What the task requires: Make an exact copy of each entry, leaving out every picture.

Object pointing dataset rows
********************

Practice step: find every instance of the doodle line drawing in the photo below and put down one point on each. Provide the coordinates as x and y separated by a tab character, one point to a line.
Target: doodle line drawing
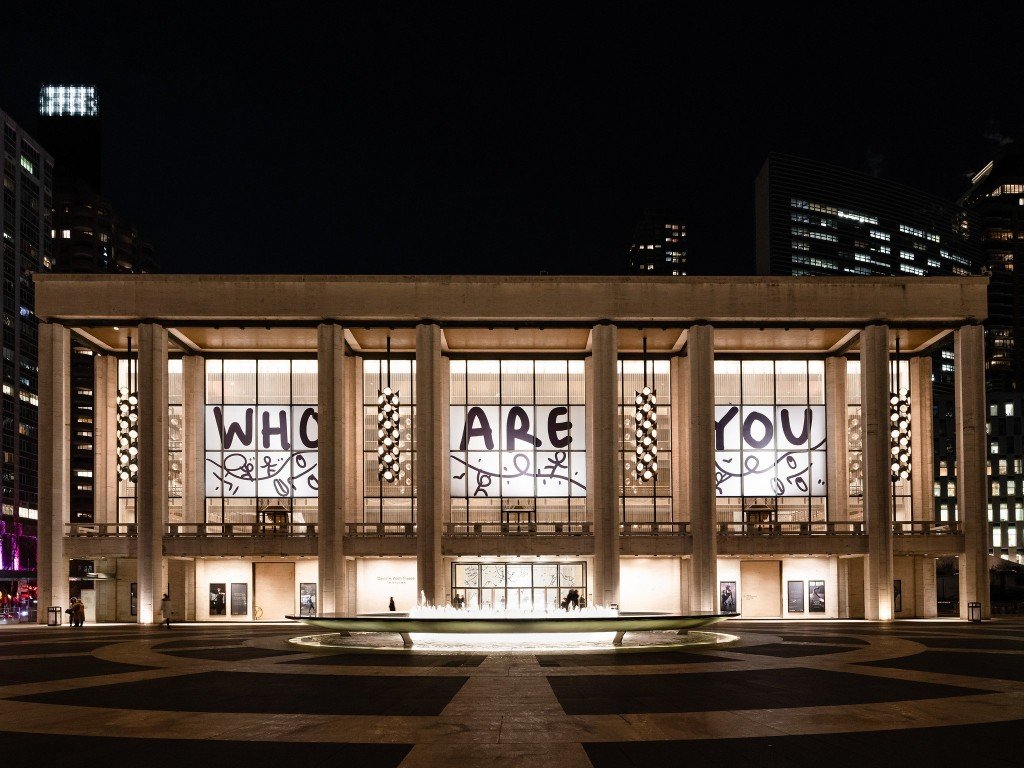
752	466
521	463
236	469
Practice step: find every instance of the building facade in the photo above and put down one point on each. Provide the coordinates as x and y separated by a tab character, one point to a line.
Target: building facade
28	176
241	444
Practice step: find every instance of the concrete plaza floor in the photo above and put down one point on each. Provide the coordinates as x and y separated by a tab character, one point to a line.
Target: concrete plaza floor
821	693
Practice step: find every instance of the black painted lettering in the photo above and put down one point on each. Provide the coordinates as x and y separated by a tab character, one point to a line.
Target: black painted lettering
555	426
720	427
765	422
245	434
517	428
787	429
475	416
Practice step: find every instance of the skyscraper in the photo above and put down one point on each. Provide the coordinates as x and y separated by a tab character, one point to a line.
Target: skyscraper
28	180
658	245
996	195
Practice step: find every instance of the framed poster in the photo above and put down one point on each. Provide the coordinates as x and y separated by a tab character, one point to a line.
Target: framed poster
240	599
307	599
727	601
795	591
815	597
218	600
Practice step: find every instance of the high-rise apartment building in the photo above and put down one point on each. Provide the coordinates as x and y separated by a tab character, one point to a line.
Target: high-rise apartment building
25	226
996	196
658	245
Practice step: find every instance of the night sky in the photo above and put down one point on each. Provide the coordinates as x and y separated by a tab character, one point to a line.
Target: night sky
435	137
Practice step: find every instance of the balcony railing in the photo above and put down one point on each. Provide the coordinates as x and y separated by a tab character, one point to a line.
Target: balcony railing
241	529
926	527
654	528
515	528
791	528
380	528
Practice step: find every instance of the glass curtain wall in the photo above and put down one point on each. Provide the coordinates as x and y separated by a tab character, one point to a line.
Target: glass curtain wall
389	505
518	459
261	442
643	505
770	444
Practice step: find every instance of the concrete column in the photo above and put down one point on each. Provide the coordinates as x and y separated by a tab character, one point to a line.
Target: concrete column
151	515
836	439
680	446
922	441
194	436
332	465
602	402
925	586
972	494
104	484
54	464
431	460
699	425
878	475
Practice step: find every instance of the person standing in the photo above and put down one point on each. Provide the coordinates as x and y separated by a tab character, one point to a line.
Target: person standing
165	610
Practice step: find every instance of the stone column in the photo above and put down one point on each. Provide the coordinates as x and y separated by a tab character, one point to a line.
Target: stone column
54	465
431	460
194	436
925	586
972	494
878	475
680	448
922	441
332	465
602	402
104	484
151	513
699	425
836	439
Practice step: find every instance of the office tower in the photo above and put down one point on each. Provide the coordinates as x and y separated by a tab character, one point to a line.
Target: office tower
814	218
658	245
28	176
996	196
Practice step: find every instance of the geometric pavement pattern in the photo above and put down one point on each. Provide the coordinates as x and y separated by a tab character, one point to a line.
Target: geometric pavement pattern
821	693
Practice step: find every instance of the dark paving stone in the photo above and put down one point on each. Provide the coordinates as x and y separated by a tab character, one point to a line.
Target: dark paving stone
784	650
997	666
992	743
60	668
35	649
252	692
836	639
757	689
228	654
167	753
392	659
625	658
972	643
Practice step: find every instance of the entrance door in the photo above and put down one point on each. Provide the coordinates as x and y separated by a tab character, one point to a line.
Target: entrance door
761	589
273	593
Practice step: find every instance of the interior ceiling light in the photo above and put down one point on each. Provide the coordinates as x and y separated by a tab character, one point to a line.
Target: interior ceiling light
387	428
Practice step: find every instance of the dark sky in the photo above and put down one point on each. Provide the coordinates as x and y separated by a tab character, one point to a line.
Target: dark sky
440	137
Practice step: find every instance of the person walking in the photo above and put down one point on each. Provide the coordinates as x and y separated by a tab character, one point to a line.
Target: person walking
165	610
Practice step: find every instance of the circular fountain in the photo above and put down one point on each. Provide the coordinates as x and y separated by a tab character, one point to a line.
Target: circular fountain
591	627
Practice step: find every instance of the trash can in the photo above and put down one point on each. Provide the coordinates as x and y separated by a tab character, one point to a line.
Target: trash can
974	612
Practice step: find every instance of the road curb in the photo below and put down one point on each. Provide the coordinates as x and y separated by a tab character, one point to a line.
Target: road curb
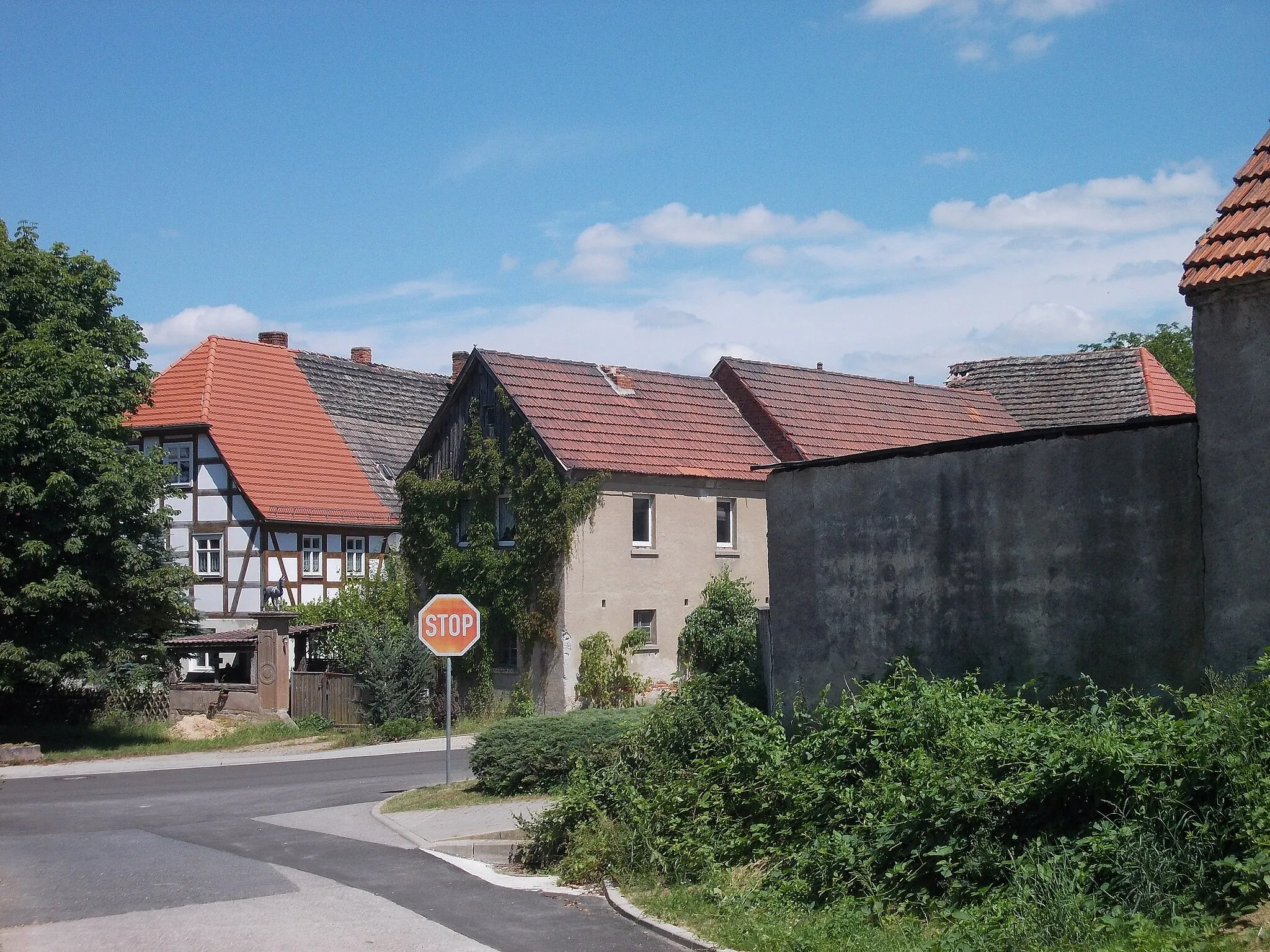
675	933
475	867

********************

The completed task:
Practice step: find every instance of the doodle line drawing in the photo below and put down one point on each. Provide the coordinates as x and y separated by a tab character, one point to a line.
Target: doodle line drawing
752	466
521	463
236	469
Practice step: find every instance of the building facade in the photo above and put down one point on each. Provide the coordinates as x and y separated by a tab character, one point to a line.
Target: building facade
28	176
241	444
Practice step: find every instance of the concrete plaza floor in the photo above and put down one point on each. Provide the coordinates as x and y separated by a tab character, one point to a line.
Target: concrete plaza floor
821	693
Practice step: find every instance of the black painted lettering in the photo above and put down one point on each. Provide the coordinates as x and y separated by a tab character, one point to a line.
Target: black painted lettering
555	426
720	427
765	422
245	434
517	428
787	429
475	416
Practice step: find every instance of the skyscraper in the photo above and put down one point on each. Provide the coordinates as x and y separated by a tab character, one point to a line.
Target: skyscraper
28	180
658	245
996	195
Practice step: find every instance of the framed poster in the photo above and put down one point on each. Provide the coordinates as x and y separated by a tab character, one point to a line.
Target: framed poster
240	599
307	599
727	601
795	591
815	597
218	600
Practice step: find every instance of the high-rise apartment building in the photo above and put down one point on each. Provide the coordinates as x and y separated by a tab character, one point to a line.
Target: high-rise apartment building
25	226
996	196
658	245
Practice step: find every instance of the night sky in the photo above and put down one point on each. Provide the coordinates as x and y separated by a tab character, one point to a line.
Target: night sky
435	137
Practice step: find every instance of the balcony railing in the photo above and put down one point on each. Provide the coordinates as x and y separated by a tab character, one point to a line.
Target: balcony railing
241	529
926	527
654	528
515	528
791	528
380	528
Practice step: find every instance of the glass curtain wall in the photo above and put down one point on each. Provide the coordinates as x and y separated by a tab character, one point to a line.
Target: glass curtain wall
389	505
518	459
261	442
643	505
770	444
Practice step: find every instance of the concrete column in the photo above and put down one point on each. Provide the coordinates as x and y separated by a tab character, one point to a line.
Target: concrete column
151	515
836	439
680	446
922	441
194	436
332	465
602	402
925	586
972	494
104	484
54	464
431	460
699	425
878	475
Practice step: find every instance of the person standing in the photo above and put down one point on each. Provide the coordinates as x and y separated by a tab character, one point to a line.
Target: person standing
165	610
Practice step: find every instance of the stone column in the photo above and put down one point on each. Provide the coordinates as x and y separated by a tab character, one point to a line.
Target: stone column
54	465
431	460
194	436
925	586
972	494
878	475
680	448
922	441
332	465
602	402
104	484
151	513
699	425
836	439
Practice step: find every instance of the office tower in the photo above and put down one point on each. Provide the coordinates as x and y separated by a tab character, one point to a line.
Target: office tower
814	218
658	245
28	176
996	196
Practice step: find every instance of the geometric pavement pattern in the photo above and put down one point on each. Provide the coordinates as x and y separated by a tab character, one point to a line.
Target: geometric pavement pattern
821	693
Practice step: find every instance of the dark paving stone in the photo above and put down one point on each. Provide the coordinates as x and y separated by a tab character, one point to a line.
Target: dark paving stone
784	650
997	666
992	743
60	668
35	649
252	692
836	639
757	689
228	654
167	753
392	659
625	658
972	643
Practice step: find every instance of the entrance door in the photo above and put down one point on each. Provide the coordinates as x and y separated by a tab character, one point to a line.
Target: entrance door
761	589
273	593
Practice step: find every instance of the interior ceiling light in the photo above and put down one point on each. Provide the coordinates as x and y separated by a tab character, one point to a line.
Target: interior ceiling light
387	428
Practice step: find every instance of the dark sky in the photo above and put down one point on each. Provide the coordinates as x and y separated by a tab character, one point to a line.
Target: dark sky
440	137
Practice step: find every instance of the person walking in the photo above and put down one point on each. Provide the coordinates as x and y separated by a tab character, one point to a line.
Target: person walking
165	610
Practice step: find every instance of the circular fountain in the photo above and put down one point on each. Provide the coordinates as x and y separated by a tab character, one point to a line.
Target: circular fountain
591	627
Practice step: find every instance of the trash can in the photo above and put down one point on each. Provide the coordinates as x and y separated by a tab character, one point to a line.
Target: trash can
974	612
Practice step: find every instance of the road curb in the photo below and put down one point on each. Provide the coordinates as x and y separated by a tab character, one point to a line.
Target: road curb
675	933
475	867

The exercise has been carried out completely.